**Sayfa Alıntısı:**
● ● ● ●
18. Hukuk Dairesi 2016/4524 E. , 2016/5465 K.
"İçtihat Metni"
MAHKEMESİ :Asliye Hukuk Mahkemesi
Dava dilekçesinde, kamulaştırmasız el koyma nedenine dayalı olarak ... İli ... İlçesi ... Mahallesi 1160 ada 64 parsel sayılı taşınmaz bedelinin faiz ve masraflarla birlikte davalı taraftan tahsili istenilmiştir. Mahkemece davanın kısmen kabulüne karar verilmiş, hüküm davacı ... vd. vekili ile davalı vekili tarafından temyiz edilmiştir.
Y A R G I T A Y K A R A R I
Temyiz istemlerinin süresi içinde olduğu anlaşıldıktan sonra dosyadaki bütün kağıtlar okunup gereği düşünüldü:
Mahkemece bilirkişi incelemesi yaptırılmışsa da hüküm kurmaya elverişli değildir.
Şöyle ki;
1-Bilirkişi kurulunca emsal incelemesi yapılırken emsal kayıtlar tapu müdürlüğünden getirtildikten sonra bunun imar parseli olup olmadığı da sorulup saptanmalıdır. İncelenen emsal imar parseli olup da dava konusu taşınmazın bu nitelikte olmaması halinde, dava konusu taşınmazın yapılacak karşılaştırmadan sonra bulunacak değerinden, İmar Yasası"nın 18. maddesinin 2. fıkrası gözetilerek, düzenleme ortaklık payına tekabül edecek oranda indirim yapılması gerekir. Dairenin geri çevirme kararından sonra getirtilen belediye imar ve tapu müdürlüğü yazılarına göre -hükme esas alınan bilirkişi kurul raporunda- somut emsal olarak incelenen 1160 ada 111 parsel sayılı taşınmazın satış tarihi itibariyle İmar Yasası uyarınca düzenleme görmüş imar parseli, dava konusu taşınmazın ise dava tarihi itibariyle kadastro parseli olduğu anlaşılmaktadır. Buna göre bilirkişi kurulunca yapılan değerlendirmede, dava konusu taşınmazın emsalle karşılaştırma sonucu bulunan değerinden düzenleme ortaklık payına karşılık gelecek oranda indirim yapılmaması,
2-Bozma kararı öncesinde hükme esas alınan bilirkişi raporunda dava konusu taşınmazın el koymadan arta kalan 3339,73 m² için %5 oranında değer artışı belirlenerek tazminat bedelinden indirim yapıldığı, yine el koymadan arta kalan 72,34 m² içinse %20 oranında değer kaybı hesaplanarak tazminat bedeline eklendiği, belirtilen hususlarda bir bozma yapılmadığı anlaşılmıştır. Mahkemece bozmaya uyulduğuna göre, bozma gerekleri yerine getirilmeli ve bu bağlamda bozma kapsamı dışına çıkılmamalıdır.
● ● ● ●
**Gösterilen Bilgiler:**

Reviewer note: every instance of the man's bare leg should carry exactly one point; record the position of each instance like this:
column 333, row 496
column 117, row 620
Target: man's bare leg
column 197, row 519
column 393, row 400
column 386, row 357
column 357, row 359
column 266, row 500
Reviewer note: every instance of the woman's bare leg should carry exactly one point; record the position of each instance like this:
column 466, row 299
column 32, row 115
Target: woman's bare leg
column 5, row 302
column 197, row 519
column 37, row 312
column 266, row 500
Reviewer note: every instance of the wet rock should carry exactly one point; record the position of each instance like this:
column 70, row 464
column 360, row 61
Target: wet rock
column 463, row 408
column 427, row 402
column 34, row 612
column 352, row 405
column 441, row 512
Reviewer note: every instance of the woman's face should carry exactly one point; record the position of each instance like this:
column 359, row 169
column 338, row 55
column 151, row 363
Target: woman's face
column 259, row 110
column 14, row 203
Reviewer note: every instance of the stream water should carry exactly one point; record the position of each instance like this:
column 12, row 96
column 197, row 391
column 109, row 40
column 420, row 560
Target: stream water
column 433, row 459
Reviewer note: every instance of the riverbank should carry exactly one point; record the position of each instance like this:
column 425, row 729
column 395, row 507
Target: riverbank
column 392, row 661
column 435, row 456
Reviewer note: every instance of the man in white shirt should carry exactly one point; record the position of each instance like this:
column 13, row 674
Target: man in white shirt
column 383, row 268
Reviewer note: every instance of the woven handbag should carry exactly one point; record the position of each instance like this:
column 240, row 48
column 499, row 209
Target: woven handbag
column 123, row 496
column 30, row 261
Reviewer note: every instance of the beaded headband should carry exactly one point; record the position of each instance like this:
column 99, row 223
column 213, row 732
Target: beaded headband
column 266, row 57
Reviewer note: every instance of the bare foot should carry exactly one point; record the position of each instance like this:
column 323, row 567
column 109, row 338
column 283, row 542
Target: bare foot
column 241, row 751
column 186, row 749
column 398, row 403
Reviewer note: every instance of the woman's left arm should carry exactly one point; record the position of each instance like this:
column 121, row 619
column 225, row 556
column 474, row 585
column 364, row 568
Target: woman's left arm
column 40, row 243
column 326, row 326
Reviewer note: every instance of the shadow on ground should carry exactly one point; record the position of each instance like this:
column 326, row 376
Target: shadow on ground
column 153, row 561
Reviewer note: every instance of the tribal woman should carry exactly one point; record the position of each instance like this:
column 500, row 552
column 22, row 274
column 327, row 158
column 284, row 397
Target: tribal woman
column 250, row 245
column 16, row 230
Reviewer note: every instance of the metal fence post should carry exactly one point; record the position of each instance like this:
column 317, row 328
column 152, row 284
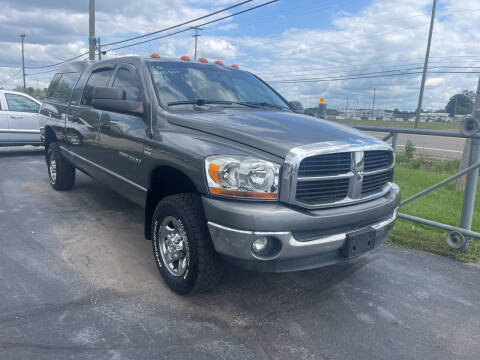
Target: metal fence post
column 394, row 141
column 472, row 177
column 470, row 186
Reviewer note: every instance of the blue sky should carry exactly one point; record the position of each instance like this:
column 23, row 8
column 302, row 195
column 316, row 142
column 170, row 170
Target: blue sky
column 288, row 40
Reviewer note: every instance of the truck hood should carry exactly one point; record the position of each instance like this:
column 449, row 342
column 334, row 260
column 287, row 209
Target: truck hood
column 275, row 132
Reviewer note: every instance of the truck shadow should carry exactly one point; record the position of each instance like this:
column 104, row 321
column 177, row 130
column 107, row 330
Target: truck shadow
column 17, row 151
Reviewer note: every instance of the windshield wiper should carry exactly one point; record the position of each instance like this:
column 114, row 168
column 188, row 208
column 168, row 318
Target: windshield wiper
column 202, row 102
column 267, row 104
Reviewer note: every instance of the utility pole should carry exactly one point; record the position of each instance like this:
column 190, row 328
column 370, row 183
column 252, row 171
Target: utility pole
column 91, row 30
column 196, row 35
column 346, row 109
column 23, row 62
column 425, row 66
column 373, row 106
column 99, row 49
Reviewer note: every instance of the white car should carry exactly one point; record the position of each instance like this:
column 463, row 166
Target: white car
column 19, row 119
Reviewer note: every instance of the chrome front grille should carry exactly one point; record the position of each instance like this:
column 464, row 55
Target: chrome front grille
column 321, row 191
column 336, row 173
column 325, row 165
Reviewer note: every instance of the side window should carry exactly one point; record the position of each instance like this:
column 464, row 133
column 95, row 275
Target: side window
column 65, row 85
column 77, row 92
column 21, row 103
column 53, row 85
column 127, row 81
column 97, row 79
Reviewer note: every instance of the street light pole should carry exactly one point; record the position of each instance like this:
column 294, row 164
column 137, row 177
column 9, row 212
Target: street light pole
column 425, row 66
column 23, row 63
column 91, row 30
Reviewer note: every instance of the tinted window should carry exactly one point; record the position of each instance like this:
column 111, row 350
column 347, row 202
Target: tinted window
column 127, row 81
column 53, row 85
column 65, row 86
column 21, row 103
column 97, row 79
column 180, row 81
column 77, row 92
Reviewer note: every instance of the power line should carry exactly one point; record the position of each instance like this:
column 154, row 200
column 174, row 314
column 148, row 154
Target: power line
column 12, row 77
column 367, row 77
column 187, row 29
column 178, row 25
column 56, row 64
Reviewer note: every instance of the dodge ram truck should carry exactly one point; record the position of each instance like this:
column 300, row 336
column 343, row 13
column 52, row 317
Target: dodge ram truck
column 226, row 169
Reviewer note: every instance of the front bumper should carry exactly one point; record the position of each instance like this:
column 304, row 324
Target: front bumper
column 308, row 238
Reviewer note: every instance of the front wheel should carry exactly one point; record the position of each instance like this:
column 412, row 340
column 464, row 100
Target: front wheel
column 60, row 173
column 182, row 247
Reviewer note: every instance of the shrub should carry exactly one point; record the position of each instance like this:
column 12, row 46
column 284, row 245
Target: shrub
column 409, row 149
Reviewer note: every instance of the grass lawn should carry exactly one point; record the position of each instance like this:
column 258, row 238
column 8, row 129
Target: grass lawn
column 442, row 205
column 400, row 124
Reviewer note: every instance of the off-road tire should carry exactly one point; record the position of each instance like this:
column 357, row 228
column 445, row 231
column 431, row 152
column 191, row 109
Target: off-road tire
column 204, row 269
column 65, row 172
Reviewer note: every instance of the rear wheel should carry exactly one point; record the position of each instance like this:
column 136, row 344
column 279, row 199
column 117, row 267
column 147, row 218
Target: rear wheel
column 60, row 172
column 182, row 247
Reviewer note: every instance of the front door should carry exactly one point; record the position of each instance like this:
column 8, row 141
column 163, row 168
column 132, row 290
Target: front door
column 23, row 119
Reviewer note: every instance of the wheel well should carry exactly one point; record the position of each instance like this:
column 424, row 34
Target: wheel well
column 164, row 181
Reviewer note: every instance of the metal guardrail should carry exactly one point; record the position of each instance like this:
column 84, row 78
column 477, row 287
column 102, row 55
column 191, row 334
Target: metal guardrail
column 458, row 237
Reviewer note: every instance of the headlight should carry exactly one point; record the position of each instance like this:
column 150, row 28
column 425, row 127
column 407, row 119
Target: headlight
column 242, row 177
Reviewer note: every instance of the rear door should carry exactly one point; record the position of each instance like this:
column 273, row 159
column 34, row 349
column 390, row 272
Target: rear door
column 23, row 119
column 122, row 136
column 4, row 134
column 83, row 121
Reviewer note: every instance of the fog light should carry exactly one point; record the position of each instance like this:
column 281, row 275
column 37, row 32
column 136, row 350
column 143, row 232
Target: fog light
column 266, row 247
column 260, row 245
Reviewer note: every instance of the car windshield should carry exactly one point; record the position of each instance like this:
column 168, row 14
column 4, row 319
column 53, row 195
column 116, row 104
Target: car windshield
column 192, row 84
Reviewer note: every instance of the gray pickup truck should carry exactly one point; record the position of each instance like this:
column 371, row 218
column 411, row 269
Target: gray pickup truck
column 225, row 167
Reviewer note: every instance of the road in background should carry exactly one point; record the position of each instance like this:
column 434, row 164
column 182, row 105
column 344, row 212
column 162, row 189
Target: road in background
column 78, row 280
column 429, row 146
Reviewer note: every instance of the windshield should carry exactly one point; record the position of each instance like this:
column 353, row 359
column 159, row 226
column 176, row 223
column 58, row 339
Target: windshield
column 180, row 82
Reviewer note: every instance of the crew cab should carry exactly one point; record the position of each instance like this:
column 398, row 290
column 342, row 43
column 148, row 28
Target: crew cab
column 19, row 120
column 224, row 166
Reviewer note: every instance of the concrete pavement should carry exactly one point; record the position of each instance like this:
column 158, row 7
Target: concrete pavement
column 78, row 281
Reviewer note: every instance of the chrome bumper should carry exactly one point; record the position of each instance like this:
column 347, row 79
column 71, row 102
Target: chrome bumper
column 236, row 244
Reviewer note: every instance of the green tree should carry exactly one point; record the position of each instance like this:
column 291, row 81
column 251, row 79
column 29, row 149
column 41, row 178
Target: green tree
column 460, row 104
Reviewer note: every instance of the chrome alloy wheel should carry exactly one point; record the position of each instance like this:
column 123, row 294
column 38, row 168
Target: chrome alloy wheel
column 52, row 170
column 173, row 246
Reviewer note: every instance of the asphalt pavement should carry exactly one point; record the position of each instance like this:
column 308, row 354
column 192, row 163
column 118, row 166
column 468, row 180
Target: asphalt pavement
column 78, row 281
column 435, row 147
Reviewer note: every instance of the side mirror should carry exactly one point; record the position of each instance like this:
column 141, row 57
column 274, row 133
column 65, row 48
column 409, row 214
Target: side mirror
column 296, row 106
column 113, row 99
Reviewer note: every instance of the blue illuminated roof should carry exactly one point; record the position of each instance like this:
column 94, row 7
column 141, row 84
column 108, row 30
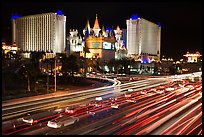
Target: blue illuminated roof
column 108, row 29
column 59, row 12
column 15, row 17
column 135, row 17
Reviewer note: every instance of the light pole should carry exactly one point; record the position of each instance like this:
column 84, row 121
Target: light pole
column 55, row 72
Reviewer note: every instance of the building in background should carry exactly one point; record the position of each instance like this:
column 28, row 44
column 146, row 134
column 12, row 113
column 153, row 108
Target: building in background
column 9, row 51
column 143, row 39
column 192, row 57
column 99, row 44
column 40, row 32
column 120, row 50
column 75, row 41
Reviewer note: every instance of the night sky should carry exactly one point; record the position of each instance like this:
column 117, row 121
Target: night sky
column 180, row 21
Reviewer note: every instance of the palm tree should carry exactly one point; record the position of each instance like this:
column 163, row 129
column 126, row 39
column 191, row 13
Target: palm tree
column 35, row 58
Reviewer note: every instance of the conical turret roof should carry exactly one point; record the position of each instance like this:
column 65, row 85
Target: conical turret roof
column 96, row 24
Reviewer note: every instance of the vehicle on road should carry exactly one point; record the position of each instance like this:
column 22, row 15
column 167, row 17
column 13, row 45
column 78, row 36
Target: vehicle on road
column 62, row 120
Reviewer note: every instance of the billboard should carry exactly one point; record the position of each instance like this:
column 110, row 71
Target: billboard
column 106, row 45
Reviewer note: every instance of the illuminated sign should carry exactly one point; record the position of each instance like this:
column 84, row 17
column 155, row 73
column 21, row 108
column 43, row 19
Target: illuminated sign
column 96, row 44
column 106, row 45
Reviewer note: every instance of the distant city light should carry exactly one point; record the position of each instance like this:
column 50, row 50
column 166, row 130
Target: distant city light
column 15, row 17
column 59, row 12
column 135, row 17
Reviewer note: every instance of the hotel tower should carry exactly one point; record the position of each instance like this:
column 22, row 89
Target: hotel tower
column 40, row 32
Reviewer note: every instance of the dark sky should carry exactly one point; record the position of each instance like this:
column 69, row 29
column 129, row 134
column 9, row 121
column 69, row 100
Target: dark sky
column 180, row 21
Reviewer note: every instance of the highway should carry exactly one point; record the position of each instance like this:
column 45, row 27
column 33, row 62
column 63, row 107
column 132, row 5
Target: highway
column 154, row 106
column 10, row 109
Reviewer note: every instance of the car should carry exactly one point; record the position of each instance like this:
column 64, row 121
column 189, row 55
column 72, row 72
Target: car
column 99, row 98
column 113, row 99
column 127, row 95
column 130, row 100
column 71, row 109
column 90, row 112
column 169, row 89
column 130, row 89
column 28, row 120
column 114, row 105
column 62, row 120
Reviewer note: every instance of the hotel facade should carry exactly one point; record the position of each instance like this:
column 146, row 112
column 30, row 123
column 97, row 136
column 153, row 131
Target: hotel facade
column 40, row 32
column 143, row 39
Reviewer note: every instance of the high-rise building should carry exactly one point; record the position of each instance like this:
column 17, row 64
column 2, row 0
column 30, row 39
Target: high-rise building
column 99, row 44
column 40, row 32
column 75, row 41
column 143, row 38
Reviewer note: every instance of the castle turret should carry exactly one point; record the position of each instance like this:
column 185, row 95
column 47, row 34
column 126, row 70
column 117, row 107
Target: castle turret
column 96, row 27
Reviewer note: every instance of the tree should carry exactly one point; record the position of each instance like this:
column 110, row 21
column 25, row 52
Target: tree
● ● ● ●
**Görevler:**
**1)** Sayfa alıntısına göre bilirkişi kurulunun, dava konusu taşınmazın emsalle karşılaştırılarak bulunan değerinden düzenleme ortaklık payı oranında indirim yapması neden gerekiyordu? Bir ila üç cümleyle açıklayın.
**2)** Sayfa alıntısında "MAHKEMESİ :Asliye Hukuk" sözlerinden "tarafından temyiz edilmiştir." sözlerine kadar olan bölümü hiçbir değişiklik yapmadan yeniden yazın.

**Yanıtlar:**
**1)** Emsal olarak incelenen 1160 ada 111 parsel, satış tarihi itibarıyla İmar Yasası uyarınca düzenleme görmüş bir imar parseliydi. Dava konusu taşınmaz ise dava tarihi itibarıyla kadastro parseliydi. Emsal imar parseli olup dava konusu taşınmaz bu nitelikte olmadığında, İmar Yasası'nın 18. maddesinin 2. fıkrası gözetilerek karşılaştırmayla bulunan değerden düzenleme ortaklık payına karşılık gelen oranda indirim yapılması gerekir.

**2)**
MAHKEMESİ :Asliye Hukuk Mahkemesi
Dava dilekçesinde, kamulaştırmasız el koyma nedenine dayalı olarak ... İli ... İlçesi ... Mahallesi 1160 ada 64 parsel sayılı taşınmaz bedelinin faiz ve masraflarla birlikte davalı taraftan tahsili istenilmiştir. Mahkemece davanın kısmen kabulüne karar verilmiş, hüküm davacı ... vd. vekili ile davalı vekili tarafından temyiz edilmiştir.